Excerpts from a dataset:
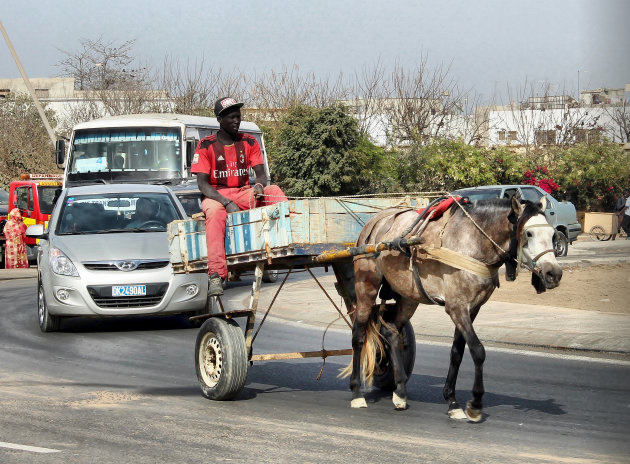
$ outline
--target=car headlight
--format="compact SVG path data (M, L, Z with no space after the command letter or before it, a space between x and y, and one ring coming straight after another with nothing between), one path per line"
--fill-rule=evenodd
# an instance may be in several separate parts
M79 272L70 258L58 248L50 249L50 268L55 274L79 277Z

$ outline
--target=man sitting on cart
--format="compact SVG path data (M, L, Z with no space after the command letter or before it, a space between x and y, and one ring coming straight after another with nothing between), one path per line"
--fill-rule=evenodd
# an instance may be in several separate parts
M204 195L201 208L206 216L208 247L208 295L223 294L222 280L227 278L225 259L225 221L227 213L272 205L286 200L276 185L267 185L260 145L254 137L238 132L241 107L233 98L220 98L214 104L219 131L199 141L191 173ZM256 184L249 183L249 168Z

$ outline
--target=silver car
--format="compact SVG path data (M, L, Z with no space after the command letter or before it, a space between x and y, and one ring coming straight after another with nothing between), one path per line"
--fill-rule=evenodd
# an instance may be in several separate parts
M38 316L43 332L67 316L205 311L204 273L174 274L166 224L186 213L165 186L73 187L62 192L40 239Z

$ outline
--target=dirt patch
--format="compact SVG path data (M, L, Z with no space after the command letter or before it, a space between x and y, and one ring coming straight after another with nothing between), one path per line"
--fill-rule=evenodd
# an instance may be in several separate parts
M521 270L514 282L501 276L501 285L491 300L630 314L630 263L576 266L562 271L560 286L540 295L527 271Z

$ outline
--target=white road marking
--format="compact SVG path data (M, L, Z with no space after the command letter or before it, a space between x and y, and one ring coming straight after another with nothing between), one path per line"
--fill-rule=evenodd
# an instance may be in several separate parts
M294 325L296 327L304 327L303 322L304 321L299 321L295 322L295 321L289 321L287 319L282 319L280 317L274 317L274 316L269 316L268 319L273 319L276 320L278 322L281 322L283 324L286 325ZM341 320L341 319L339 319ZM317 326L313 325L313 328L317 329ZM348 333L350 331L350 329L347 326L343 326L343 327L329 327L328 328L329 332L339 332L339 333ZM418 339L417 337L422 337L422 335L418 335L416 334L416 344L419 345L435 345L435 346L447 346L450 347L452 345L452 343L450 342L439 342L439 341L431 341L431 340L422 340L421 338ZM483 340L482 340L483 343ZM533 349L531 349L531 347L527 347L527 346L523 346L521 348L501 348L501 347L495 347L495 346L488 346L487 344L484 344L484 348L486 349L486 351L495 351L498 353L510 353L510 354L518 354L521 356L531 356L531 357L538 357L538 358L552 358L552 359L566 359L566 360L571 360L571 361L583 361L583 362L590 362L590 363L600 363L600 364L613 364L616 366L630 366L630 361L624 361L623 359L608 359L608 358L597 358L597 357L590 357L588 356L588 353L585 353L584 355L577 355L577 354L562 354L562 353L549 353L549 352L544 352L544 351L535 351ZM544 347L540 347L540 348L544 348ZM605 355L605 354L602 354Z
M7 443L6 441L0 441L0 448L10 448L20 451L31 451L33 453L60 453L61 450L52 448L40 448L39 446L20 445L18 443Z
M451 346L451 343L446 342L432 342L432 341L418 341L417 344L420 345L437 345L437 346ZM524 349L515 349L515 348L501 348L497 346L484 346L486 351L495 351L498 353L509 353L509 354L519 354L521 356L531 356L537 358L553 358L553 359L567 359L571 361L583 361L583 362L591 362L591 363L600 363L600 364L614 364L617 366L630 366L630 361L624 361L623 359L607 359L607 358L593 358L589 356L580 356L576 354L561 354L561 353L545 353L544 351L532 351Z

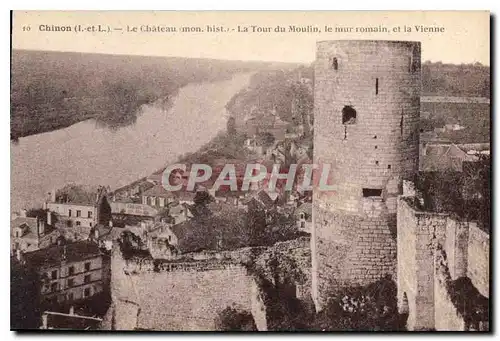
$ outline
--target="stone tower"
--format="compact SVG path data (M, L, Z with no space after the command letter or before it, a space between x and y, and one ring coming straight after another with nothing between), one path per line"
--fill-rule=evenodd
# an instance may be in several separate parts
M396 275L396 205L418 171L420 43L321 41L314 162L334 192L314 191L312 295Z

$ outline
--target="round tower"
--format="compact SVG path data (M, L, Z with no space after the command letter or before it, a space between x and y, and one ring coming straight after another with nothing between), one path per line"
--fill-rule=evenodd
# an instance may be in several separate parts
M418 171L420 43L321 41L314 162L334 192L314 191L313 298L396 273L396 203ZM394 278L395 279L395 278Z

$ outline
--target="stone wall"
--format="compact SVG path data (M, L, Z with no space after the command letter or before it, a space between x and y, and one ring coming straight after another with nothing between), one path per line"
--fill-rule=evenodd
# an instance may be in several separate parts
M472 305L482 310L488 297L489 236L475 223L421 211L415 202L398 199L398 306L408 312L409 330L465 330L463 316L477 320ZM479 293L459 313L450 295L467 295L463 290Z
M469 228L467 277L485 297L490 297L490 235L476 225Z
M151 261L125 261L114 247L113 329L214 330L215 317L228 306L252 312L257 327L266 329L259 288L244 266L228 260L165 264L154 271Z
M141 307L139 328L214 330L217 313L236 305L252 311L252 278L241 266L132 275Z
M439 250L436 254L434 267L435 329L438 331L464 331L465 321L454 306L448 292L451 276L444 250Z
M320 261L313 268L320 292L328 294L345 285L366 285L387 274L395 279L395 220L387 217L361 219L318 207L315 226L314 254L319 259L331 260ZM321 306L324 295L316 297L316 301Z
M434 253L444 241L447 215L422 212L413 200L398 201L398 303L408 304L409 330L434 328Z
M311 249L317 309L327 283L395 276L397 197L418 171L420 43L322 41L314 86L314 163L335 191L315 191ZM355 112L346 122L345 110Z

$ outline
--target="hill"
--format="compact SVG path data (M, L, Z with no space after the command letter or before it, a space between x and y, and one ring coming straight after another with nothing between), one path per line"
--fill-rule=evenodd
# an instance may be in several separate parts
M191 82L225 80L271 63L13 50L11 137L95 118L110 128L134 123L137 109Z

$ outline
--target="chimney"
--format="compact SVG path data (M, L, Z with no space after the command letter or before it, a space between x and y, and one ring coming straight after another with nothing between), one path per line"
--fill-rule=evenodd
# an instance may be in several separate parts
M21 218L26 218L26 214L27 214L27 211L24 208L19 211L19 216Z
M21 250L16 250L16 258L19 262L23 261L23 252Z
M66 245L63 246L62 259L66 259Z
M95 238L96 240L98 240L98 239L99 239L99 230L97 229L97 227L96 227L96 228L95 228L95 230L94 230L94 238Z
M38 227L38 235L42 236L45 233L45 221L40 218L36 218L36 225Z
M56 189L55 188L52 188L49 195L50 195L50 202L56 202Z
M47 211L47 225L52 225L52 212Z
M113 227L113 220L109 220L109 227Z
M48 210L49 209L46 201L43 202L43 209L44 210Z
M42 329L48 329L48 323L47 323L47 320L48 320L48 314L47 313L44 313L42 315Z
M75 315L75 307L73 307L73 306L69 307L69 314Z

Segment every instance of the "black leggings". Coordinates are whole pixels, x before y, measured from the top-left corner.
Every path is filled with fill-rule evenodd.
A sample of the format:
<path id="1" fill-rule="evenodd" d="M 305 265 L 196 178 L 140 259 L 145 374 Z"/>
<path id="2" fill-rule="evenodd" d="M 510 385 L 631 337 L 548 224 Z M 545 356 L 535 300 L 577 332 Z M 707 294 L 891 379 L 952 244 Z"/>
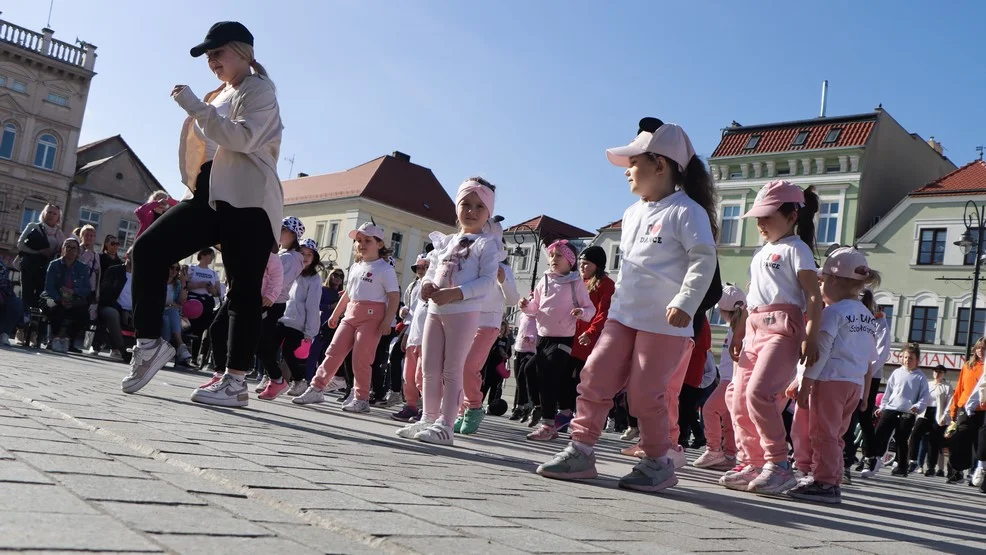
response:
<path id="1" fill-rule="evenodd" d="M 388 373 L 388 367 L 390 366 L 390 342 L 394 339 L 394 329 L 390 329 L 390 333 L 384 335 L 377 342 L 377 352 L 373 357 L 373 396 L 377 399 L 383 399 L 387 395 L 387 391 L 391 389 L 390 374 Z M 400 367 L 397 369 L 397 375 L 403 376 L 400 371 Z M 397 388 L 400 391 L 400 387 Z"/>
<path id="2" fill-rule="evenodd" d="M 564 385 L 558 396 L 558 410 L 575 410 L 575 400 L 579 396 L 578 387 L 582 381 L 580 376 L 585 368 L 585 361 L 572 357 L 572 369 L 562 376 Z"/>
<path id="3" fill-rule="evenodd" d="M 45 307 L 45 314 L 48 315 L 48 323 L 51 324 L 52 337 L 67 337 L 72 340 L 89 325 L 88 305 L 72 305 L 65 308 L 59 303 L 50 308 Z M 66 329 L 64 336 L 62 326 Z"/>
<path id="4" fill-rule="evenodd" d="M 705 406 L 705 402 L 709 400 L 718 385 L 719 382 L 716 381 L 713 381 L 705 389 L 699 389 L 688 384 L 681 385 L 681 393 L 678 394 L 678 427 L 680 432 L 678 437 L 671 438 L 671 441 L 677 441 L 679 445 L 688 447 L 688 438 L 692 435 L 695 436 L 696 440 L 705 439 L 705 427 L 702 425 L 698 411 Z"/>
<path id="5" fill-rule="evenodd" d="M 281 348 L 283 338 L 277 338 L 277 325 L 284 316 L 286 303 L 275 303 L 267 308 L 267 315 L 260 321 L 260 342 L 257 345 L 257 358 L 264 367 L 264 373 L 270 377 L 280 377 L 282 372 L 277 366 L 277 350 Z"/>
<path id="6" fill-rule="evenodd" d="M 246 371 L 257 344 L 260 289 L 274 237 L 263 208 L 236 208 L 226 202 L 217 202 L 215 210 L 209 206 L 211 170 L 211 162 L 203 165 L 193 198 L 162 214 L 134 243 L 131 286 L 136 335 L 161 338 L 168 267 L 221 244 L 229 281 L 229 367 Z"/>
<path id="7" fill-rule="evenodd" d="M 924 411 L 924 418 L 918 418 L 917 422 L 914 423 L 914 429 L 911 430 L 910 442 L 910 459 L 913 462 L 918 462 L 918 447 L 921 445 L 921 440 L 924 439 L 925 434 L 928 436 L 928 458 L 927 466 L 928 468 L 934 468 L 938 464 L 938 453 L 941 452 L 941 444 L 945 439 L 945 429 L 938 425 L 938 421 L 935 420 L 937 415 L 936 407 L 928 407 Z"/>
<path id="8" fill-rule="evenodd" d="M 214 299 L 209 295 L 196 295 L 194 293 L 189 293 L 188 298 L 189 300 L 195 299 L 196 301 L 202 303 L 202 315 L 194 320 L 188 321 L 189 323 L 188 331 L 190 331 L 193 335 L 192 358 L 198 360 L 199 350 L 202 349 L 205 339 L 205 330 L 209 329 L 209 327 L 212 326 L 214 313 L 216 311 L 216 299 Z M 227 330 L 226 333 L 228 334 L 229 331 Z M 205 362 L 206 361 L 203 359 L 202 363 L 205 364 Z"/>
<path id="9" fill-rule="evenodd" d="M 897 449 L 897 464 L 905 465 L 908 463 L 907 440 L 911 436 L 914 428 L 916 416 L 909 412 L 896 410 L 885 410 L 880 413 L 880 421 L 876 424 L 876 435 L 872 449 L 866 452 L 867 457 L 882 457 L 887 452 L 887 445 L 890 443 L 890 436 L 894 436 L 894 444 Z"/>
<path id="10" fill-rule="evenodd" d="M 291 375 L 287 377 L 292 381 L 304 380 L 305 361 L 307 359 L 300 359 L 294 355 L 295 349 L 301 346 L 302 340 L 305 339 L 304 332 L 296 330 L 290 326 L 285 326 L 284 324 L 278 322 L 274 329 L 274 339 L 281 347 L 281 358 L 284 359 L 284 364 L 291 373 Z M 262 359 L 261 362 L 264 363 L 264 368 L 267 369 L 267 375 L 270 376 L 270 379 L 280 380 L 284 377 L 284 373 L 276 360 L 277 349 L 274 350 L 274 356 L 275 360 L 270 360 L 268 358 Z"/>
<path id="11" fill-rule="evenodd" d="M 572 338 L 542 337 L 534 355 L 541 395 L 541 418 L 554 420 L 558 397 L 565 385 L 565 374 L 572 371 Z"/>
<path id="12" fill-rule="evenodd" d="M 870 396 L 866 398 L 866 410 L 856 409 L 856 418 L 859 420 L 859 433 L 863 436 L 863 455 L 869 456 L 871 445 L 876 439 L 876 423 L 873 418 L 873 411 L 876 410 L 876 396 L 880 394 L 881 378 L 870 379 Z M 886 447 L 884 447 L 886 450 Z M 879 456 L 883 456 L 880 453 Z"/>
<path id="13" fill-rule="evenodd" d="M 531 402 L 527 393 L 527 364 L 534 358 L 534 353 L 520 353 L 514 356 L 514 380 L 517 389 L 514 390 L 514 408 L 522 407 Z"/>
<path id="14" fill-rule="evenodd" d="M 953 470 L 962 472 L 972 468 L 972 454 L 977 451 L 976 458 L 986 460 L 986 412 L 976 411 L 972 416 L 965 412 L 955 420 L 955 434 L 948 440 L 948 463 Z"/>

### ASSIGNMENT
Where a line in the records above includes the string "tower", show it.

### ANSWER TO THE PROBLEM
--target="stone tower"
--target="round tower"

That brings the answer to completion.